* Exercise requirements *
Set out every line of the items below as a Markdown table with the columns "Row" and "Line", numbering the rows and omitting blank lines.

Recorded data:

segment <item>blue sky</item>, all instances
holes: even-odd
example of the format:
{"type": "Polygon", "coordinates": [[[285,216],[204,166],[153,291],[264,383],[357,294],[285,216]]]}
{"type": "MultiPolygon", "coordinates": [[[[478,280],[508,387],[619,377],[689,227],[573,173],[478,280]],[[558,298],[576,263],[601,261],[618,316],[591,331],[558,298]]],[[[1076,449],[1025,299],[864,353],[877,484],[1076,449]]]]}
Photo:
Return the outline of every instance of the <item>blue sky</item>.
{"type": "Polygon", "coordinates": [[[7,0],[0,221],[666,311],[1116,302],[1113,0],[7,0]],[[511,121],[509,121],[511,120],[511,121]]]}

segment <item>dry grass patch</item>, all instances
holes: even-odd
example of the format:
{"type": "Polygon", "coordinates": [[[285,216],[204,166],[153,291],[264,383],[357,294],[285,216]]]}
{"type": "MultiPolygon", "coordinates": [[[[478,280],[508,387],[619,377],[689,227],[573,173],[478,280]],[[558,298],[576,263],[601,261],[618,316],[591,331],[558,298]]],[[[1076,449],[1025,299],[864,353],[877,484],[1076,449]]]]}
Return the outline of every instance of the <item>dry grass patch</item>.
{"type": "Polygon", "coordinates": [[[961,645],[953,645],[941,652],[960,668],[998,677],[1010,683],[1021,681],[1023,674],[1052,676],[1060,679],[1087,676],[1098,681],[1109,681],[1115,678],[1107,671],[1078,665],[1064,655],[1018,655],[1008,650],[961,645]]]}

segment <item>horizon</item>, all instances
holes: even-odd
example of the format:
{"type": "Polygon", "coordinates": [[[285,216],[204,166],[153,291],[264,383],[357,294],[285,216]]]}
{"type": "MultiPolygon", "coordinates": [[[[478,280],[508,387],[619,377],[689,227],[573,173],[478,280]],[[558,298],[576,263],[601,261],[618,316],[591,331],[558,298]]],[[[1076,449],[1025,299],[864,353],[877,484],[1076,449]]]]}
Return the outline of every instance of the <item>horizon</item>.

* Answer to this exercise *
| Row | Line |
|---|---|
| 1 | segment <item>blue sky</item>, all instances |
| 2 | holes: even-odd |
| 3 | example of the format: |
| 4 | {"type": "Polygon", "coordinates": [[[285,216],[204,166],[153,291],[264,383],[357,294],[285,216]]]} |
| 5 | {"type": "MultiPolygon", "coordinates": [[[[478,280],[508,387],[619,377],[689,227],[573,173],[478,280]],[[558,298],[576,263],[601,261],[618,316],[591,331],[558,298]]],[[[1076,449],[1025,299],[864,353],[877,484],[1076,449]]]]} |
| 6 | Photo: |
| 7 | Return the outline of every instance of the <item>blue sky</item>. |
| 8 | {"type": "Polygon", "coordinates": [[[7,0],[0,221],[666,311],[1116,302],[1113,0],[7,0]],[[511,121],[509,121],[511,120],[511,121]]]} |
| 9 | segment <item>dry grass patch</item>, all instances |
| 10 | holes: even-odd |
| 11 | example of the format: |
| 12 | {"type": "Polygon", "coordinates": [[[285,216],[204,166],[153,291],[264,383],[357,294],[285,216]]]} |
| 13 | {"type": "MultiPolygon", "coordinates": [[[[478,280],[508,387],[619,377],[689,227],[573,173],[478,280]],[[558,298],[576,263],[601,261],[618,316],[591,331],[558,298]]],[[[1076,449],[1025,299],[864,353],[877,484],[1076,449]]]]} |
| 14 | Return the outline of every instance of the <item>dry grass patch</item>. |
| 15 | {"type": "Polygon", "coordinates": [[[961,645],[953,645],[941,652],[960,668],[998,677],[1010,683],[1021,681],[1023,674],[1052,676],[1060,679],[1087,676],[1098,681],[1109,681],[1115,678],[1107,671],[1078,665],[1064,655],[1018,655],[1008,650],[961,645]]]} |
| 16 | segment <item>horizon</item>, all instances |
| 17 | holes: even-odd |
| 18 | example of the format: |
| 19 | {"type": "Polygon", "coordinates": [[[285,216],[204,166],[153,291],[264,383],[357,294],[285,216]]]} |
| 20 | {"type": "MultiPolygon", "coordinates": [[[[478,280],[508,387],[619,377],[689,227],[573,173],[478,280]],[[558,298],[576,263],[601,261],[618,316],[591,331],[558,298]]],[[[1076,449],[1025,299],[864,353],[877,484],[1076,449]]]]} |
| 21 | Return the outline of every instance of the <item>horizon</item>. |